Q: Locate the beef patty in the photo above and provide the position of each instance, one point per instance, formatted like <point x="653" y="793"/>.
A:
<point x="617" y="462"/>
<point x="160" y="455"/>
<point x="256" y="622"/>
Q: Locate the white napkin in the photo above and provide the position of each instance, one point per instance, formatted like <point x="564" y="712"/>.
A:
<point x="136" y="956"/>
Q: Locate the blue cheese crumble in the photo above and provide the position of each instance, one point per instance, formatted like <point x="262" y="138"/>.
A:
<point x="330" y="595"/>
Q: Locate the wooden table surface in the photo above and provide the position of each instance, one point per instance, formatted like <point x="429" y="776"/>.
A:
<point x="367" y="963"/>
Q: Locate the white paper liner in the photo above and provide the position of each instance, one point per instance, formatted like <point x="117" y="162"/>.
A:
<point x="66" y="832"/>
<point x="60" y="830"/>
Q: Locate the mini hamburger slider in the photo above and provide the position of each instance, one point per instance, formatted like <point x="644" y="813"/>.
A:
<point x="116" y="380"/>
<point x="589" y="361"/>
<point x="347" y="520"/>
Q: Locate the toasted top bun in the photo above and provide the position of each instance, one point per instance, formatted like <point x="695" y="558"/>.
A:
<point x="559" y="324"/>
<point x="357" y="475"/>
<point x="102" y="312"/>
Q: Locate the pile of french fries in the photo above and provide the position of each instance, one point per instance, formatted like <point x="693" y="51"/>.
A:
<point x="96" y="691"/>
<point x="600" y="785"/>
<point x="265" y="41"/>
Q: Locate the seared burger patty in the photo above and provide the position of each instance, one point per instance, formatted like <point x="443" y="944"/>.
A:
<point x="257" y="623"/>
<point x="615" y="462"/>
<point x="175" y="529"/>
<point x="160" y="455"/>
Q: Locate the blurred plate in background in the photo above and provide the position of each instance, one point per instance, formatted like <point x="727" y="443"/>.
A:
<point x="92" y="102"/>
——
### Description of the task
The response must consist solely of the number of lines in the listing above that contain "white".

### Answer to the problem
2